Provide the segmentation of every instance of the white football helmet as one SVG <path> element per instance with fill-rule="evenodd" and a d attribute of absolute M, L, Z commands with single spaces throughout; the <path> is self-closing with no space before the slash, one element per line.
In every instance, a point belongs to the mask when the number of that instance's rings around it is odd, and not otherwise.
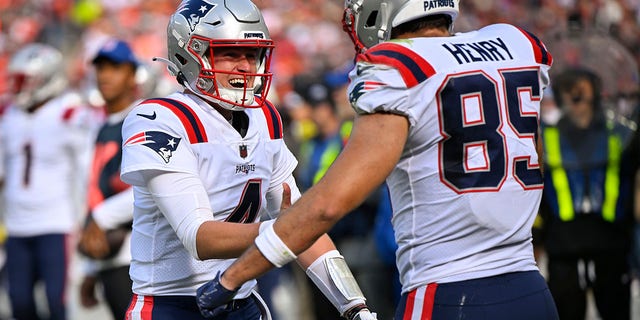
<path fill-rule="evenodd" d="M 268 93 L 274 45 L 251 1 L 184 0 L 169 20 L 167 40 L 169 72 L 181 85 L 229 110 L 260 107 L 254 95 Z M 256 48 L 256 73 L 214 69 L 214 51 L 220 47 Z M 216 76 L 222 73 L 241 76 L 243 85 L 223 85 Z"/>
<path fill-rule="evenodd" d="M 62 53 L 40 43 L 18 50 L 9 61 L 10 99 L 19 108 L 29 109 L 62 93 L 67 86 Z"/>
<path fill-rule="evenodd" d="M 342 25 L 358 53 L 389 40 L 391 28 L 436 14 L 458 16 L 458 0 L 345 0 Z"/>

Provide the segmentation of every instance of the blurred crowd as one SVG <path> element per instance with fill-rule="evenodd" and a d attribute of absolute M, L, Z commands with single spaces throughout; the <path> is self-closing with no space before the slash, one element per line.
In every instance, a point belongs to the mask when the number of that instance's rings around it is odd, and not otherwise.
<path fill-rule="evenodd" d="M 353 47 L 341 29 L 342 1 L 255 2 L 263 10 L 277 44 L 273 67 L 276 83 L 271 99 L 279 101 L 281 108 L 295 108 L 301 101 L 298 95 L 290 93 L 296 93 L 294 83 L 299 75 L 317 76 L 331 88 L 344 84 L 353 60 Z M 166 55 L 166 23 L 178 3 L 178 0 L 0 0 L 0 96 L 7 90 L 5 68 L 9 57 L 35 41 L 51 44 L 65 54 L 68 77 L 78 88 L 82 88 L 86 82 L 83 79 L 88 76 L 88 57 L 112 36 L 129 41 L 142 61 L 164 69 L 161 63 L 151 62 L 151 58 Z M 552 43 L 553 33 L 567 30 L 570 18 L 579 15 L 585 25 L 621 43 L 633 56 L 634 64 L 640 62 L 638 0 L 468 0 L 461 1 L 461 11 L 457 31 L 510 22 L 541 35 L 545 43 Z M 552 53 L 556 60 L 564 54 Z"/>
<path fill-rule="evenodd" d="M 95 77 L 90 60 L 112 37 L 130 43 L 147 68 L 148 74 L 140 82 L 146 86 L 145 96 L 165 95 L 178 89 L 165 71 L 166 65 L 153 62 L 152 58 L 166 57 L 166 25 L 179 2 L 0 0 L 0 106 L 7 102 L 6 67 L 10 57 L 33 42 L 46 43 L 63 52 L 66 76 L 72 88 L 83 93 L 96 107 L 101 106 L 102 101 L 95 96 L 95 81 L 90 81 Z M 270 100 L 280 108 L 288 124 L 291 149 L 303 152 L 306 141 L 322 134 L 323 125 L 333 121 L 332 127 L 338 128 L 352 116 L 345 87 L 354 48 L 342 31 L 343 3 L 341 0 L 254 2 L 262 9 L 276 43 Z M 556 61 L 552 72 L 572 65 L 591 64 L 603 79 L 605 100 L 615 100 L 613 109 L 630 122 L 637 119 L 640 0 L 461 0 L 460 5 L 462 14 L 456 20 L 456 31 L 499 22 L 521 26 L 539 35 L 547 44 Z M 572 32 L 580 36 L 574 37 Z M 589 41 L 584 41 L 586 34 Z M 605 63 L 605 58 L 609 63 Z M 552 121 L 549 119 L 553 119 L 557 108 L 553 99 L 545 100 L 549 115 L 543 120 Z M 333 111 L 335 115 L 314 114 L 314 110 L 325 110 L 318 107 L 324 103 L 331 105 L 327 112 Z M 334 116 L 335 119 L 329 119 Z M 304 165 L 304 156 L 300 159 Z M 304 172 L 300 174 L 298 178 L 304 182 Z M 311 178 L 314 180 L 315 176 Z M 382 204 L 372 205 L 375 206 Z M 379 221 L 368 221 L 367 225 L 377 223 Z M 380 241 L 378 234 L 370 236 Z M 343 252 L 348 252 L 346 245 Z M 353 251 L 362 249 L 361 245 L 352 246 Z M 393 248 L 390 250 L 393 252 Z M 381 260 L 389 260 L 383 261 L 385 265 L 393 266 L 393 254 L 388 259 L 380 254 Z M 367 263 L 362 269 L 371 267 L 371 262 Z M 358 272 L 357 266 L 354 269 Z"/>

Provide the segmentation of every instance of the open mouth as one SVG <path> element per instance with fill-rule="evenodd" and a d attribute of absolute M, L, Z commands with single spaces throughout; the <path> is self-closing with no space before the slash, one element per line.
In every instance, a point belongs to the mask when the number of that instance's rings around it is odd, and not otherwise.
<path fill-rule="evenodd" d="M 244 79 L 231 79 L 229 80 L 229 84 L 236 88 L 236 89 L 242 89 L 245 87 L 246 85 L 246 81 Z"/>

Alıştırma yönergesi: Yukarıdaki satırların hepsini, boş olanları atlayarak, "Sıra" ve "Metin" başlıklı iki sütunlu bir Markdown tablosuna aktar. Resimleri cevaba alma.

Alıştırmanın sonucu:
| Sıra | Metin |
|---|---|
| 1 | Provide the segmentation of every instance of the white football helmet as one SVG <path> element per instance with fill-rule="evenodd" and a d attribute of absolute M, L, Z commands with single spaces throughout; the <path> is self-closing with no space before the slash, one element per line. |
| 2 | In every instance, a point belongs to the mask when the number of that instance's rings around it is odd, and not otherwise. |
| 3 | <path fill-rule="evenodd" d="M 268 93 L 274 45 L 251 1 L 184 0 L 169 20 L 167 40 L 169 72 L 181 85 L 229 110 L 260 107 L 254 95 Z M 256 48 L 256 73 L 214 69 L 214 51 L 220 47 Z M 216 76 L 222 73 L 241 76 L 243 85 L 223 85 Z"/> |
| 4 | <path fill-rule="evenodd" d="M 62 53 L 40 43 L 18 50 L 9 61 L 10 99 L 19 108 L 29 109 L 62 93 L 67 86 Z"/> |
| 5 | <path fill-rule="evenodd" d="M 342 25 L 358 53 L 389 40 L 391 28 L 436 14 L 458 16 L 458 0 L 345 0 Z"/> |
| 6 | Provide the segmentation of every instance of the blurred crowd as one SVG <path> element per instance with fill-rule="evenodd" and a d attribute of absolute M, L, Z commands with single spaces throughout; the <path> is self-closing with no space before the slash, one element per line. |
| 7 | In every instance, a point belongs to the mask when the number of that instance's rings around it is odd, and not otherwise. |
| 8 | <path fill-rule="evenodd" d="M 353 47 L 341 29 L 342 1 L 255 2 L 263 10 L 277 44 L 273 67 L 276 83 L 271 99 L 279 101 L 281 108 L 295 108 L 301 101 L 298 95 L 290 93 L 296 93 L 294 83 L 299 75 L 317 76 L 331 88 L 344 84 L 353 60 Z M 166 55 L 166 23 L 178 3 L 178 0 L 0 0 L 0 96 L 7 90 L 5 68 L 9 57 L 35 41 L 51 44 L 65 54 L 68 77 L 78 88 L 82 88 L 86 82 L 83 79 L 88 76 L 88 57 L 112 36 L 129 41 L 142 61 L 164 69 L 161 63 L 151 62 L 151 58 Z M 552 43 L 553 33 L 567 30 L 570 18 L 579 15 L 585 25 L 621 43 L 633 56 L 634 64 L 640 62 L 638 0 L 468 0 L 461 1 L 461 11 L 457 31 L 510 22 L 541 35 L 545 43 Z M 552 53 L 556 60 L 564 54 Z"/> |
| 9 | <path fill-rule="evenodd" d="M 95 77 L 90 60 L 112 37 L 130 43 L 147 68 L 148 74 L 140 82 L 146 86 L 145 96 L 165 95 L 178 89 L 165 71 L 166 65 L 153 62 L 152 58 L 166 57 L 166 25 L 179 2 L 0 0 L 0 106 L 7 102 L 6 67 L 10 57 L 33 42 L 46 43 L 63 52 L 66 76 L 72 88 L 83 93 L 96 107 L 101 106 L 102 101 L 95 96 L 95 81 L 90 81 Z M 270 100 L 280 108 L 288 124 L 291 149 L 303 152 L 306 141 L 322 134 L 323 125 L 333 121 L 332 127 L 338 128 L 352 116 L 345 87 L 354 48 L 342 31 L 343 3 L 341 0 L 254 2 L 262 9 L 276 43 Z M 556 61 L 552 72 L 572 65 L 591 64 L 603 79 L 605 100 L 615 100 L 613 109 L 630 122 L 637 119 L 640 0 L 461 0 L 460 5 L 462 14 L 456 20 L 456 31 L 499 22 L 521 26 L 539 35 L 547 44 Z M 572 32 L 580 36 L 574 37 Z M 589 41 L 584 41 L 586 34 Z M 605 63 L 605 58 L 609 63 Z M 552 121 L 549 119 L 553 119 L 557 108 L 553 99 L 545 100 L 549 115 L 543 120 Z M 333 111 L 335 115 L 314 114 L 314 110 L 325 110 L 318 107 L 324 103 L 331 105 L 327 112 Z M 334 116 L 335 119 L 329 119 Z M 304 165 L 304 156 L 300 159 Z M 304 172 L 300 174 L 298 178 L 304 182 Z M 311 178 L 314 180 L 315 176 Z M 382 204 L 372 205 L 375 206 Z M 379 221 L 368 221 L 367 225 L 377 223 Z M 380 241 L 378 234 L 370 236 Z M 343 252 L 348 252 L 346 245 Z M 353 251 L 362 249 L 361 245 L 352 246 Z M 393 248 L 390 250 L 393 252 Z M 381 260 L 389 260 L 383 261 L 385 265 L 393 266 L 393 254 L 388 259 L 380 254 Z M 367 263 L 362 269 L 371 267 L 371 262 Z M 358 272 L 357 266 L 354 269 Z"/> |
| 10 | Provide the segmentation of every instance of the open mouth as one SVG <path> element per instance with fill-rule="evenodd" and a d attribute of absolute M, L, Z commands with single spaces throughout; the <path> is self-closing with no space before the slash, one element per line. |
| 11 | In every instance, a point belongs to the mask when the number of that instance's rings around it is odd, and not otherwise. |
| 12 | <path fill-rule="evenodd" d="M 244 79 L 231 79 L 229 80 L 229 84 L 236 88 L 236 89 L 242 89 L 245 87 L 246 85 L 246 81 Z"/> |